## EXERCISE REQUIREMENTS
Return every record verbatim, omitting all pictures.

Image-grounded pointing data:
----------------

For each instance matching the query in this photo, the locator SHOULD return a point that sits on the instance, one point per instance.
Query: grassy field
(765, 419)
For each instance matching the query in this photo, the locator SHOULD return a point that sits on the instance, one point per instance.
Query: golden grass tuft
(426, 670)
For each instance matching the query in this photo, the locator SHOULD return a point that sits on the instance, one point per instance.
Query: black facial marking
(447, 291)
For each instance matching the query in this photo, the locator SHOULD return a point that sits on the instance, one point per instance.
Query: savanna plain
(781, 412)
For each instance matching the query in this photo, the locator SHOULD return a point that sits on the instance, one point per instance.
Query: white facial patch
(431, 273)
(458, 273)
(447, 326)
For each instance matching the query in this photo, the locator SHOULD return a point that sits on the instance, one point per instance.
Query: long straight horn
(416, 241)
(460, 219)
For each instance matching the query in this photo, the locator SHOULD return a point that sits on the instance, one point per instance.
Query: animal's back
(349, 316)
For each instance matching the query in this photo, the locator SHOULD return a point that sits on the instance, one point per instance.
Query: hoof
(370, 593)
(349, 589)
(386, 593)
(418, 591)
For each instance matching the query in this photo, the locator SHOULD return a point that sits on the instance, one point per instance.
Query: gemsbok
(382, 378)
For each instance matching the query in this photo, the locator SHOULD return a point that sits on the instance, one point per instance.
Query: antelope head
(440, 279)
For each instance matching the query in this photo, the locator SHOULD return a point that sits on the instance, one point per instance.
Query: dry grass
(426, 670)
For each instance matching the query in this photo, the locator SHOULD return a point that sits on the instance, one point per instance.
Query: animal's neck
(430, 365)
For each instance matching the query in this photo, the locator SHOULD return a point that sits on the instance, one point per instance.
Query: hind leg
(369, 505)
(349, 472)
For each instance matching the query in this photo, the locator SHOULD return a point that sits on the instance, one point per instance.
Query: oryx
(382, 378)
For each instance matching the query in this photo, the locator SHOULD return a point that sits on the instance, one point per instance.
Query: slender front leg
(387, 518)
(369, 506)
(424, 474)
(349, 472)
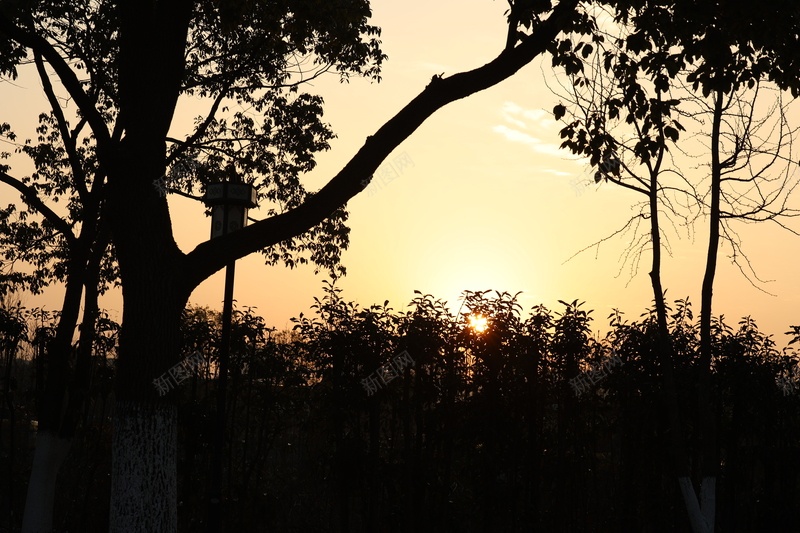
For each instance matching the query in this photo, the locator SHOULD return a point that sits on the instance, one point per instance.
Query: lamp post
(229, 202)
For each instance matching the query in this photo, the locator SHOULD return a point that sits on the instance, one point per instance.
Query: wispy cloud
(527, 126)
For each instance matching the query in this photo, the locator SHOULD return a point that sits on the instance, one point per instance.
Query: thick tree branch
(68, 78)
(78, 176)
(33, 199)
(211, 256)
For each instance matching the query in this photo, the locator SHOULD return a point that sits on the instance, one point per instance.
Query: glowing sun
(478, 323)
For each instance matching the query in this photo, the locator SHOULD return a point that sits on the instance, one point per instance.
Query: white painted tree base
(51, 450)
(701, 518)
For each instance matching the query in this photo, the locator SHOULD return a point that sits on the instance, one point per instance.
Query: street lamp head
(229, 202)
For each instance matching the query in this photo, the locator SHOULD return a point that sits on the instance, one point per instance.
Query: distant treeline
(371, 420)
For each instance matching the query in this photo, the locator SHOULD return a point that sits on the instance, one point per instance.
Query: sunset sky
(482, 198)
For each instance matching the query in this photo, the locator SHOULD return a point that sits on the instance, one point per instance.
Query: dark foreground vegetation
(477, 431)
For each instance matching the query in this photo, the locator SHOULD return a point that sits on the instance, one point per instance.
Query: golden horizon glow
(478, 323)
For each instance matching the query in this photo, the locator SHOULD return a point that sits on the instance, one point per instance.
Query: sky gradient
(481, 197)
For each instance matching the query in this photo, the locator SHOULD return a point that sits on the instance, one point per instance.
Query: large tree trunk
(144, 486)
(680, 454)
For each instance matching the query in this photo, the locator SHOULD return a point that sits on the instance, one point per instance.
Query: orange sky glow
(480, 197)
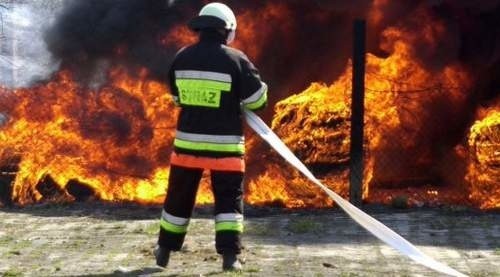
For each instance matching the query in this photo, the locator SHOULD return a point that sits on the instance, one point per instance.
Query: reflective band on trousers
(229, 222)
(209, 138)
(173, 224)
(221, 164)
(256, 100)
(216, 143)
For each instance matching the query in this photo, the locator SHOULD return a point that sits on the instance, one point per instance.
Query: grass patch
(12, 273)
(6, 239)
(305, 225)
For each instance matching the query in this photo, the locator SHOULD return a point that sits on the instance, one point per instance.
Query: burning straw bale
(484, 167)
(316, 130)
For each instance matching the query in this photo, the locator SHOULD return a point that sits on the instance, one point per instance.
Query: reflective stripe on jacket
(211, 82)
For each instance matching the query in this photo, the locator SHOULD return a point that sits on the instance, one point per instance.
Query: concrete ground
(96, 239)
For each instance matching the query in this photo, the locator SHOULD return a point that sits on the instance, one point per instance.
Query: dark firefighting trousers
(181, 194)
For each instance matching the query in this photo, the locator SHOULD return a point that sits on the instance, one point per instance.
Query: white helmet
(215, 15)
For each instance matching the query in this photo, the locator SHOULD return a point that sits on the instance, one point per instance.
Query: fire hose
(372, 225)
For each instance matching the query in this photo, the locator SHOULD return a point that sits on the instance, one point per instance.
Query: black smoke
(90, 33)
(315, 47)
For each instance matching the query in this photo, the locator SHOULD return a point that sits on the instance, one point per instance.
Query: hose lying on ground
(372, 225)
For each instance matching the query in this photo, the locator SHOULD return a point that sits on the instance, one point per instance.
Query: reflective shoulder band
(258, 99)
(369, 223)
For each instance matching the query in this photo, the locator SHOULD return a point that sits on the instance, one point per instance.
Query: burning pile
(102, 126)
(484, 167)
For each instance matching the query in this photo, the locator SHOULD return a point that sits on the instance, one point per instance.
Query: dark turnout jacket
(212, 82)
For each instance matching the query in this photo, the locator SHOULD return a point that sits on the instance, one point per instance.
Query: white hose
(369, 223)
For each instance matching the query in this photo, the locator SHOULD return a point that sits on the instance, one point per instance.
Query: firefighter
(212, 83)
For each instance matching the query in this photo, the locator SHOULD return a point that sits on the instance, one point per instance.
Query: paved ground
(95, 239)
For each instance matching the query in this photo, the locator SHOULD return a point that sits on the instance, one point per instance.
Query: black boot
(162, 256)
(230, 262)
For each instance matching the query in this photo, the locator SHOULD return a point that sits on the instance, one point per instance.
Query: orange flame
(484, 161)
(117, 139)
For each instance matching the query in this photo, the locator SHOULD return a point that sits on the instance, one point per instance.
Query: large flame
(484, 160)
(400, 94)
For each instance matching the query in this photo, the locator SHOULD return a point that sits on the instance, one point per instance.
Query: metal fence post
(357, 112)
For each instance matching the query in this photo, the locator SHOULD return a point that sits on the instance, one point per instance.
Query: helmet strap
(230, 36)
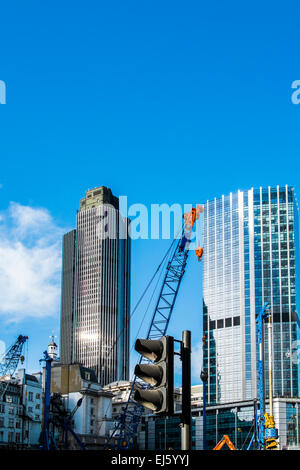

----------------

## EXPECTED ANSWER
For each instance matching the query in this photo, the locator SHOULD return a point that sits on the instance, one point per instance.
Query: grassy field
(765, 419)
For each instance matching the query in this photo, the locator SHOULD return a point that sits on the instance, one point per instance.
Query: golden grass tuft
(426, 670)
For each instance matching the query in this photo, the locator SHOULD return a point that sits on the instance, one point per instance.
Query: black facial marking
(447, 291)
For each instance matching the query in this photo, the locator SHOULD return a point that sits on the instance, one point per instance.
Query: savanna plain
(781, 412)
For each instance matching the query in this photo, the locator SHOULD return a point that sits on the instance, one point per instance.
Query: white facial patch
(431, 273)
(458, 273)
(447, 326)
For each instance matching the query in this photo, the locator SHOULD return a point that sits on the instance, one point per instance.
Query: long straight horn
(416, 241)
(460, 219)
For each instance matching the query in this photo, the locator SHOULD return a point that sits on the instance, one point per instance.
Query: animal's back
(349, 316)
For each instance matching the query in this photo, the locator SHOULD return a point that sits on the instance, one point per instance.
Query: hoof
(370, 593)
(349, 589)
(386, 593)
(418, 591)
For each instance matching the query in this photo, the locator SHOULD return a point that sits on the instance, one point per instance.
Query: gemsbok
(382, 378)
For each instance matching the query in this photo, the locator SHOULD return a point that sits on the instance, one point per instance.
Query: antelope head
(440, 279)
For each instance matching the query in this photo, the locator SHOULD return a point that sits on the instance, one point per instance.
Query: dry grass
(426, 670)
For each instance matching the query in this photo, the locator SHOULD return a point that sits on the instance, one point per instance.
Query: animal's neck
(430, 365)
For each instance matching the query in this photo, the locator SHOULD return a point that sits on the instance, one point per instance.
Query: hind leg
(369, 505)
(349, 472)
For each instance matching the query in this photo, the locator SHOULD return a point that sits on the instance, one point per instance.
Query: oryx
(382, 378)
For each instance matching the query in this photo, the locator SHOULD return a point that sits on the instance, one point per instance.
Query: slender front leg
(387, 518)
(369, 506)
(424, 474)
(349, 472)
For each instance matching the query in this photo, the locator SHOULD return a point that sits on the instance, one point per instance.
Query: lamp post
(229, 202)
For each instance matching the query in this photo, the locator SHOULD return a point that sits on the instance, one point per instance.
Query: wispy cloud
(527, 126)
For each instance matching the query in this photo, the locator SHOULD return a point that sits on the instance, one point per instance.
Query: thick tree branch
(68, 78)
(78, 176)
(33, 199)
(211, 256)
For each instance matching the query in this photo, the locator SHOULD return a point that sits on the instance, one point per instance.
Query: glowing sun
(478, 323)
For each instance matching the query in this photo, the locator SHOULD return a point that sits on the instance, one point per instance.
Query: white painted tree base
(51, 450)
(701, 518)
For each instance matching the query in this photo, the locator SHOULD return a point that sits on the instance, one point per instance.
Query: street lamp head
(229, 202)
For each instance matching the query in this photo, the locator SHOULD return a point that sits on the instance, one point per instance.
Query: distant treeline
(371, 420)
For each instance matching the query in this photo, the locator SHOULD return a point that sits on the instance, one point per instance.
Query: sunset sky
(482, 198)
For each instance matching the query in this photo, the locator SHOULD return a point that sits on the instance, one point per instance.
Query: dark foreground vegetation
(477, 431)
For each instance matching the query in this photo, the locator SHOULD return a point that sits on the instance, one point per instance.
Query: golden horizon glow
(478, 323)
For each instance matching the query in this photo, the locator SHOULD return a point that sits on the instance, one point per instance.
Query: sky gradient
(481, 197)
For each instance matching the query in this photo, the locator SHOULD return a point that sits on the instance, one point per instance.
Query: large tree trunk
(144, 486)
(680, 454)
For each instance matching the query in this photo, the locator SHOULD return a point that sits on the instance, one point per instance.
Query: orange sky glow
(480, 197)
For each instance matching the query in this photo, the locator SHOULD return a point that sits on the instance, one point per instance.
Query: reflective band on trousers
(229, 222)
(209, 138)
(173, 224)
(221, 164)
(256, 100)
(216, 143)
For each instance matching the query in this photo, the locator SHOULD return a point that sits on the instance, one point per instance.
Query: grass patch
(12, 273)
(6, 239)
(305, 225)
For each instance matching the query in this photo, the locator SHOULD return a point that sits on the instance, one point per instance.
Query: burning straw bale
(484, 167)
(316, 130)
For each instance matching the query in this photo, the locator SHOULD return a point that sits on the instance, one point per instance.
Query: reflective stripe on jacket
(211, 82)
For each instance matching the query in this photo, the locator SHOULD return a point that sits on the instance, one point per instance.
Query: concrete ground
(96, 239)
For each instance matching the query in this photo, the locator SHOULD return a point that sits on the instance, one point per instance.
Query: dark firefighting trousers
(181, 194)
For each instance matching the query in this photo, the locator SHOULD return a point that sits on the instance, one point per instance.
Query: white helmet
(215, 15)
For each instance matching the query in this photo, the locator SHOULD return a point that sits on the instance, one point per instance.
Query: fire hose
(372, 225)
For each instance matching the query in this photo, the locator SHOULD return a point that sits on the instance, one point per instance.
Query: black smoke
(90, 33)
(315, 47)
For each instance matching the query in this photo, the locator SHOULD return a point that sits on the instance, one point per instance.
Query: hose lying on ground
(372, 225)
For each instance matching the query in this photo, the locator SHOULD return a point that sits on the instance, one point per instance.
Query: reflective shoulder band
(258, 99)
(369, 223)
For each instance matching the query in this photo, the locator SHOULD return a point that sits on the instance, one point per instance.
Query: burning pile
(102, 126)
(484, 167)
For each instance matching the query in this photo, the locator SHOULD return a point that sits on the instance, one point per instance.
Query: dark turnout jacket
(212, 82)
For each instance matching the query in this photo, the locator SHOULD return a point that sits on the instance, one point per instance.
Query: white hose
(369, 223)
For each instance matching the query in this photo, the locator SHOULD return a point that sits on the instance, one point per instance.
Query: firefighter
(212, 83)
For each instance matching the query in this photo, the locator SHOULD return a point that sits on the instance, one point per instance.
Query: paved ground
(95, 239)
For each instance matching the query in this photo, the locator SHOULD return a point that sits on the instance, one point per instance.
Query: black boot
(162, 256)
(230, 262)
For each instance matching the query in this photo, the locator SHOULD return a point that sits on the instance, one point per instance.
Query: orange flame
(484, 161)
(117, 139)
For each instance matching the query in this photo, the locator SHOULD return a point that sits on the instance, one point per instance.
Query: large flame
(484, 160)
(400, 94)
For each instance matching the query in this photo, the locator SHOULD return a point that sits on the instance, one point per instance.
Query: metal fence post
(357, 112)
For each instance matching the query in this photo, the locator SHOULD return a point that sits on the instance, one point per instance.
Query: helmet strap
(230, 36)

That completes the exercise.